Extract |

Can you say something about the smoothness of shifts/shifting-qualitiy compared to the feeling before the gearbox overhaul? |
Originally Posted by koenig_roland
(Post 12914246)
great stuff! Can you say something about the smoothness of shifts/shifting-qualitiy compared to the feeling before the gearbox overhaul?
Aside from the graunching in the 2/3 shift it felt smooth before the rebuild. Right now it feels like a rifle bolt. A smooth precise mechanical action from 1st to 5th. Tomorrow I will take it to the track and see how it shifts when under pressure and hot. |
And the track day shakedown provided more drama than expected....

Short problem a |
State how many lines of the records contain the string "every", counting case-sensitively. Give only the number.

Available records |
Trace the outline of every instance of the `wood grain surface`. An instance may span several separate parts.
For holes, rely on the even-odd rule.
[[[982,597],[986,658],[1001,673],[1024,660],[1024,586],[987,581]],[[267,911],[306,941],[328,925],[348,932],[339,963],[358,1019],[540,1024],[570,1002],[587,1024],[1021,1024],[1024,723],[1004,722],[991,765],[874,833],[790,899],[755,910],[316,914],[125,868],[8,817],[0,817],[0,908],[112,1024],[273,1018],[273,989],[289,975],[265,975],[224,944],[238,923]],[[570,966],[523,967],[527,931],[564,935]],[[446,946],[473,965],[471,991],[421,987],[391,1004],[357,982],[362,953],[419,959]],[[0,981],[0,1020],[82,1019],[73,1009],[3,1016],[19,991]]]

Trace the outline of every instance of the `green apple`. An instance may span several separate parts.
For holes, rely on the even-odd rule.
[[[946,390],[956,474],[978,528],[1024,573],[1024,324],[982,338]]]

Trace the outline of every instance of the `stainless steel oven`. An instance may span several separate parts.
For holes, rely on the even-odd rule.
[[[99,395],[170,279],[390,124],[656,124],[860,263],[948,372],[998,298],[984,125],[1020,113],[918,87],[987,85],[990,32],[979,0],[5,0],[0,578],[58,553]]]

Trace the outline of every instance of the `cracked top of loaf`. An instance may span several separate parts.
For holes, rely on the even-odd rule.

Short problem b |
From the forum post about the gearbox overhaul, quote the passage from "great stuff! Can" up to and including "drama than expected....".

Correct answer a |
4

Correct answer b |
great stuff! Can you say something about the smoothness of shifts/shifting-qualitiy compared to the feeling before the gearbox overhaul?
Aside from the graunching in the 2/3 shift it felt smooth before the rebuild. Right now it feels like a rifle bolt. A smooth precise mechanical action from 1st to 5th. Tomorrow I will take it to the track and see how it shifts when under pressure and hot. |
And the track day shakedown provided more drama than expected....